Supplied records>
Start of Block

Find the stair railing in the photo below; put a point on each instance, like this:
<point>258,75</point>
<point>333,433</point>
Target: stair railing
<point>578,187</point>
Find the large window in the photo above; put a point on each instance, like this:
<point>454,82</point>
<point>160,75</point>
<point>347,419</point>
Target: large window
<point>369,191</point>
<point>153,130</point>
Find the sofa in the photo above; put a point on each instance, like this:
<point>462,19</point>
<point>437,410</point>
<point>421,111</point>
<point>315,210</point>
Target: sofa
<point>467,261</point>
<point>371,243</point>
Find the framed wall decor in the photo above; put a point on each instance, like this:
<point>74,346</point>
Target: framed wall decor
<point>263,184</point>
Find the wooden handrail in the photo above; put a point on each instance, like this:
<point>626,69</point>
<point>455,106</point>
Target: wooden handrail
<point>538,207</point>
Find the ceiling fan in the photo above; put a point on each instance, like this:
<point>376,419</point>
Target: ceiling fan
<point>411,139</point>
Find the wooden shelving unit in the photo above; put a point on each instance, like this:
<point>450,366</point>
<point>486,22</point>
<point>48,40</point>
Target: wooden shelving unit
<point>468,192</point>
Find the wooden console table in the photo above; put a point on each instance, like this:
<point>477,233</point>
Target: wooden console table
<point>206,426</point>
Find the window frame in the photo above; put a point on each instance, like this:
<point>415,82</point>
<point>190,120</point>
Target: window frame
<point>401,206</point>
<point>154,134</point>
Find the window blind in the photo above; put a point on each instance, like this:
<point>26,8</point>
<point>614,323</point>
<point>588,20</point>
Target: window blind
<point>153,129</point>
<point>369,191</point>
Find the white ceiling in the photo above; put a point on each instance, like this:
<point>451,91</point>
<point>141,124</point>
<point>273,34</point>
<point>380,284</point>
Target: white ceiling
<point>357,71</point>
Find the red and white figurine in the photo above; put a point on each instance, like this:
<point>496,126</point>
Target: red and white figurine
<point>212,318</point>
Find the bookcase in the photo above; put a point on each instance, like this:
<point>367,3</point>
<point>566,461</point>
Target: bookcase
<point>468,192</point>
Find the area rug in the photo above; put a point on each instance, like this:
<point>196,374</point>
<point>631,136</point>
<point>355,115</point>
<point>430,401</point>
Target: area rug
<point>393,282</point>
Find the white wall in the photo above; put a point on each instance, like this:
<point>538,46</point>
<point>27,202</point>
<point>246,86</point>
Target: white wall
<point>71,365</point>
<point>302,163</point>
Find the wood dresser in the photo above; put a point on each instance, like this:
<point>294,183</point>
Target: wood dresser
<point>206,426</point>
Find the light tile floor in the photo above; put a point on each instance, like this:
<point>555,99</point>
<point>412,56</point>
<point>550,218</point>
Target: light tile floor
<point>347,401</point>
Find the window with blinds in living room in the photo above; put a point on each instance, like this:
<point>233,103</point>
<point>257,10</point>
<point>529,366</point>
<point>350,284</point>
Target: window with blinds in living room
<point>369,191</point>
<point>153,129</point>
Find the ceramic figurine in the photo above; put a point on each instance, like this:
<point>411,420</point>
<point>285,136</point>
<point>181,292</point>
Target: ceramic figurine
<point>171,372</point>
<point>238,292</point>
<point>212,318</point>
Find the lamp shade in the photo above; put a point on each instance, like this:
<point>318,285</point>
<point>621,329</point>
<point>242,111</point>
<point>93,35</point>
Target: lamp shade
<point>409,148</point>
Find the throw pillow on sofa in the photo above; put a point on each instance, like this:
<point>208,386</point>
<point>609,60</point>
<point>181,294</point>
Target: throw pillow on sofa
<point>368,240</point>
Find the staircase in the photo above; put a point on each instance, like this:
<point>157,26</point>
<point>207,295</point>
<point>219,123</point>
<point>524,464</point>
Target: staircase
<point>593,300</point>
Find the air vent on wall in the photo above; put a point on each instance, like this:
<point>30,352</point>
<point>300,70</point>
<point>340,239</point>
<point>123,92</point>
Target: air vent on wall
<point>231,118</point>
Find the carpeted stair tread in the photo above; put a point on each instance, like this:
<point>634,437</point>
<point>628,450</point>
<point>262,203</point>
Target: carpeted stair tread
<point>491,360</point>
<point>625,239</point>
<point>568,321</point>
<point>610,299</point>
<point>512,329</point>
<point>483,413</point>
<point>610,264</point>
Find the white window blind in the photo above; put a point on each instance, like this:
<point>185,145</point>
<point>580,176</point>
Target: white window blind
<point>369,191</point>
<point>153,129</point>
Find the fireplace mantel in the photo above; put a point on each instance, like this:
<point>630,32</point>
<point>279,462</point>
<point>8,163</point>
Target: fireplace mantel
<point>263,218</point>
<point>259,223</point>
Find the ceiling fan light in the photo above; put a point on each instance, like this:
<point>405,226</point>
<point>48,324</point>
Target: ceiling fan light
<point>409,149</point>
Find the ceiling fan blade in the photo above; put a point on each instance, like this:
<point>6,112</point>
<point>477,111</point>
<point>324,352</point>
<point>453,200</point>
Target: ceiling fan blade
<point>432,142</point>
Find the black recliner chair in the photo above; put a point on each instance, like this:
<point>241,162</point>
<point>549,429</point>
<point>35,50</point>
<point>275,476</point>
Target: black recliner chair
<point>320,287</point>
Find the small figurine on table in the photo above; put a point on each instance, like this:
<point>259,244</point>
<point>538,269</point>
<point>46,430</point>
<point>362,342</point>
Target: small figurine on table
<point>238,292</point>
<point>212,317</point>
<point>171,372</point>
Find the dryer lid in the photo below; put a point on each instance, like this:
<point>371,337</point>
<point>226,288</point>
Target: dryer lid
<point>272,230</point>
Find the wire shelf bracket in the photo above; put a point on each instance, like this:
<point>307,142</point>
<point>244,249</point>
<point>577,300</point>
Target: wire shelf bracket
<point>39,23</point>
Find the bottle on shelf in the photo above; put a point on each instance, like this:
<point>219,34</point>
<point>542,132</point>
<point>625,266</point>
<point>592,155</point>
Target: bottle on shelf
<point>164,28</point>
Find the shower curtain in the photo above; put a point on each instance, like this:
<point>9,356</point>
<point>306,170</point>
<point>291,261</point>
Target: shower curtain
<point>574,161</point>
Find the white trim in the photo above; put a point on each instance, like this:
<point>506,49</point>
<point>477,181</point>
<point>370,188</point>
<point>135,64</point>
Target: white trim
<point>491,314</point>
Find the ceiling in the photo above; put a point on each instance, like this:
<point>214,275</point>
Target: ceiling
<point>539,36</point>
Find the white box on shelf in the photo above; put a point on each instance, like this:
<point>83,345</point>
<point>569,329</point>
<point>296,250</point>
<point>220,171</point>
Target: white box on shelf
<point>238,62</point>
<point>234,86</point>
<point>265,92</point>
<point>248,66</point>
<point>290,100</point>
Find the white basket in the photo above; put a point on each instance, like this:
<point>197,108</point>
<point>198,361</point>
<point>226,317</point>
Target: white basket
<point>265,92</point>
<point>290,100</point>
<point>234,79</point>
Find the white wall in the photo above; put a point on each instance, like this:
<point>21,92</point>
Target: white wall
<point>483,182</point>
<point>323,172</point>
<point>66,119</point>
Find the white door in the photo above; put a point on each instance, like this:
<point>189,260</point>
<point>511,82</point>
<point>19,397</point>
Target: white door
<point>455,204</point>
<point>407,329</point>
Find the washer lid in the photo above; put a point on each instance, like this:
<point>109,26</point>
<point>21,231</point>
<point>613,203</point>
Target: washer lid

End of Block

Exercise details> Look through the entries and return each line that has the word "below" in it.

Result for this exercise>
Find the stair railing in the photo below; put a point on each instance, like this:
Find the dryer lid in the photo below; put a point on each instance, like this:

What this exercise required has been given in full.